Problem details: Each of the lines below must be retyped character for character.

Source data:
*** Begin section ***

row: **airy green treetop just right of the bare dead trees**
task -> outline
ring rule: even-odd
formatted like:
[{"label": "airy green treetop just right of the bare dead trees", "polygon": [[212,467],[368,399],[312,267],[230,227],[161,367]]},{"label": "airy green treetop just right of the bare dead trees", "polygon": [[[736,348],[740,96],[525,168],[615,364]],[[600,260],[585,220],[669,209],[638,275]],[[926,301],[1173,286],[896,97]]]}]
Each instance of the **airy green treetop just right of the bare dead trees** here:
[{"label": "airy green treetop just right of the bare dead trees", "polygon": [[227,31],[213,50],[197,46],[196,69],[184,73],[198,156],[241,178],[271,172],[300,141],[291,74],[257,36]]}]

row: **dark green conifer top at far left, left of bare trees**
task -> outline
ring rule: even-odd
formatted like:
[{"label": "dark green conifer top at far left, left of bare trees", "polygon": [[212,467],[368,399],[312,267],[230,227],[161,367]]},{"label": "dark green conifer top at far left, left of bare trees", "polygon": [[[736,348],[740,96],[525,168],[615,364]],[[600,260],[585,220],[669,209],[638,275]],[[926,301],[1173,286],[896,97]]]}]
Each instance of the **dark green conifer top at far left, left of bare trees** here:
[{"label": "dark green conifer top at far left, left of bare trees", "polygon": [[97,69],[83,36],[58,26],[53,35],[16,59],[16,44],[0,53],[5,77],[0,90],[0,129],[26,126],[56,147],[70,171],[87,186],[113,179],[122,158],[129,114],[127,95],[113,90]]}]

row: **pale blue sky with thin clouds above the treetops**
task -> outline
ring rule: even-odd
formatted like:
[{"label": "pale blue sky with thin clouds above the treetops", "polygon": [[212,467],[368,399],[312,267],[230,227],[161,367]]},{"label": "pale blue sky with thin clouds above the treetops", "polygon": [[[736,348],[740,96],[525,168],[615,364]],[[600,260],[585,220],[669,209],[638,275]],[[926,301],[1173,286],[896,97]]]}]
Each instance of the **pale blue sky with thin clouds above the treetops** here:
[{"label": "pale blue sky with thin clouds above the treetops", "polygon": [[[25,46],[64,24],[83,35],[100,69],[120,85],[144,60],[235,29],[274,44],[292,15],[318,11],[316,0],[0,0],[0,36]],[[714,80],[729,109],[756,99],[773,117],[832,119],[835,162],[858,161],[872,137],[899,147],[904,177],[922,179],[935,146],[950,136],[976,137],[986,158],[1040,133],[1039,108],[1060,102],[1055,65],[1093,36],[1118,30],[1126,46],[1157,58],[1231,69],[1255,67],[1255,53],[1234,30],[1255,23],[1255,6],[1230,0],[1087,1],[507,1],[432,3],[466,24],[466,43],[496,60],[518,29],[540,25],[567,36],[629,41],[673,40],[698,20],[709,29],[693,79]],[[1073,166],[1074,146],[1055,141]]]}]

*** End section ***

Answer:
row: **airy green treetop just right of the bare dead trees**
task -> outline
ring rule: even-odd
formatted like:
[{"label": "airy green treetop just right of the bare dead trees", "polygon": [[212,467],[368,399],[312,267],[230,227],[161,367]]},{"label": "airy green treetop just right of the bare dead trees", "polygon": [[[736,348],[740,96],[525,168],[615,364]],[[600,260],[585,220],[669,209],[638,275]],[[926,301],[1173,286],[896,97]]]}]
Each instance of the **airy green treetop just right of the bare dead trees** here:
[{"label": "airy green treetop just right of the bare dead trees", "polygon": [[227,31],[213,50],[197,46],[196,69],[184,73],[198,156],[241,178],[271,172],[300,141],[291,74],[257,36]]}]

row: **dark green conifer top at far left, left of bare trees**
task -> outline
ring rule: even-odd
formatted like:
[{"label": "dark green conifer top at far left, left of bare trees", "polygon": [[212,467],[368,399],[312,267],[230,227],[161,367]]},{"label": "dark green conifer top at far left, left of bare trees", "polygon": [[[736,348],[740,96],[525,168],[615,364]],[[600,260],[585,220],[669,209],[638,275]],[[926,301],[1173,286],[896,97]]]}]
Each instance of the **dark green conifer top at far left, left of bare trees** here:
[{"label": "dark green conifer top at far left, left of bare trees", "polygon": [[97,69],[83,36],[58,26],[53,35],[16,59],[16,44],[0,53],[5,77],[0,90],[0,129],[26,126],[56,147],[70,171],[87,186],[113,179],[122,158],[129,114],[127,95],[113,90]]}]

row: **pale blue sky with thin clouds above the treetops**
task -> outline
ring rule: even-odd
formatted like:
[{"label": "pale blue sky with thin clouds above the treetops", "polygon": [[212,467],[368,399],[312,267],[230,227],[161,367]]},{"label": "pale blue sky with thin clouds above the treetops", "polygon": [[[736,348],[740,96],[525,168],[615,364]],[[600,260],[585,220],[669,209],[638,275]],[[926,301],[1173,286],[896,97]]]}]
Each instance of the **pale blue sky with thin clouds above the treetops** here:
[{"label": "pale blue sky with thin clouds above the treetops", "polygon": [[[25,46],[64,24],[83,35],[100,69],[120,85],[144,60],[235,29],[274,44],[292,15],[318,11],[316,0],[0,0],[0,36]],[[714,80],[729,109],[756,99],[773,117],[832,119],[835,162],[858,161],[872,137],[899,147],[904,177],[922,179],[935,146],[950,136],[976,137],[986,158],[1040,133],[1039,108],[1060,102],[1055,65],[1093,36],[1118,30],[1126,46],[1157,58],[1231,69],[1255,67],[1255,53],[1234,30],[1255,23],[1255,6],[1230,0],[1087,1],[507,1],[432,3],[466,24],[466,43],[496,60],[518,29],[540,25],[567,36],[629,41],[673,40],[698,20],[709,29],[693,79]],[[1073,166],[1074,146],[1055,141]]]}]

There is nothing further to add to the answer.